- Task instructions -
Pick out every line in the data below that contains the string "xmlns", with case counting, and copy each of those lines.

- Records for this task -
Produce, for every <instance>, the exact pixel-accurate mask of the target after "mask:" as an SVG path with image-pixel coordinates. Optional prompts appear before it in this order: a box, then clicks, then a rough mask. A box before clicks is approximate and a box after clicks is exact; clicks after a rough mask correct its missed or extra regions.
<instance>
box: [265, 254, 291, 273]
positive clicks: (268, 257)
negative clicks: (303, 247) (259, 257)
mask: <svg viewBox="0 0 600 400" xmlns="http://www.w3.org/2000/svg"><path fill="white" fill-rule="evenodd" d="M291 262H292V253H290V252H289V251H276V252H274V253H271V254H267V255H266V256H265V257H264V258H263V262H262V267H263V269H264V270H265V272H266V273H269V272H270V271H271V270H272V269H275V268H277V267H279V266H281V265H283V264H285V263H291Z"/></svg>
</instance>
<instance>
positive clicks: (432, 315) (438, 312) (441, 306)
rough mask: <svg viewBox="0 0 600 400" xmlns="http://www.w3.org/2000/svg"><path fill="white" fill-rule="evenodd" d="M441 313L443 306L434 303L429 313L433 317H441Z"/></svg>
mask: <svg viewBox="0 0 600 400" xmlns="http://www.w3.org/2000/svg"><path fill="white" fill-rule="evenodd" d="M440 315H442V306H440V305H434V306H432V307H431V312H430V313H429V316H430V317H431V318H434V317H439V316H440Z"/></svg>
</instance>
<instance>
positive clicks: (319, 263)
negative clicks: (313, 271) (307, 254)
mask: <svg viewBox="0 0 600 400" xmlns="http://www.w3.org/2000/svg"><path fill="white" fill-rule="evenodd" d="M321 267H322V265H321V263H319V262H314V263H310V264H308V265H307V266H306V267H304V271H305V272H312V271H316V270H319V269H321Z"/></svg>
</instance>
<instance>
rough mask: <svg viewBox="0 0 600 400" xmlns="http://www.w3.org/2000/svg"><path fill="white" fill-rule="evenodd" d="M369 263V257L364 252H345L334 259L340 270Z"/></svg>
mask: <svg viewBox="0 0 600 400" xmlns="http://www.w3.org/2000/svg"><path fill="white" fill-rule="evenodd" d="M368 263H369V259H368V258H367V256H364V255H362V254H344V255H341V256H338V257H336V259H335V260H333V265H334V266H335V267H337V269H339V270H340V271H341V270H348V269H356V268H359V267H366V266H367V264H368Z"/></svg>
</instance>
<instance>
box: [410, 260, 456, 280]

- Your solution -
mask: <svg viewBox="0 0 600 400" xmlns="http://www.w3.org/2000/svg"><path fill="white" fill-rule="evenodd" d="M291 262H292V253H290V252H289V251H276V252H274V253H271V254H267V255H266V256H265V257H264V258H263V262H262V267H263V269H264V270H265V272H266V273H269V272H270V271H271V270H272V269H275V268H277V267H279V266H281V265H283V264H285V263H291Z"/></svg>
rough mask: <svg viewBox="0 0 600 400" xmlns="http://www.w3.org/2000/svg"><path fill="white" fill-rule="evenodd" d="M441 313L443 306L434 303L429 313L433 317H441Z"/></svg>
mask: <svg viewBox="0 0 600 400" xmlns="http://www.w3.org/2000/svg"><path fill="white" fill-rule="evenodd" d="M440 315H442V306H440V305H434V306H432V307H431V312H430V313H429V316H430V317H431V318H434V317H439V316H440Z"/></svg>
mask: <svg viewBox="0 0 600 400" xmlns="http://www.w3.org/2000/svg"><path fill="white" fill-rule="evenodd" d="M321 267H322V265H321V263H319V262H314V263H310V264H308V265H307V266H306V267H304V271H305V272H312V271H316V270H319V269H321Z"/></svg>
rough mask: <svg viewBox="0 0 600 400" xmlns="http://www.w3.org/2000/svg"><path fill="white" fill-rule="evenodd" d="M369 263V257L364 252H345L334 259L340 270Z"/></svg>
mask: <svg viewBox="0 0 600 400" xmlns="http://www.w3.org/2000/svg"><path fill="white" fill-rule="evenodd" d="M368 263H369V259H368V258H367V256H364V255H362V254H344V255H341V256H338V257H336V259H335V260H333V265H334V266H335V267H337V269H339V270H340V271H341V270H348V269H356V268H359V267H366V266H367V264H368Z"/></svg>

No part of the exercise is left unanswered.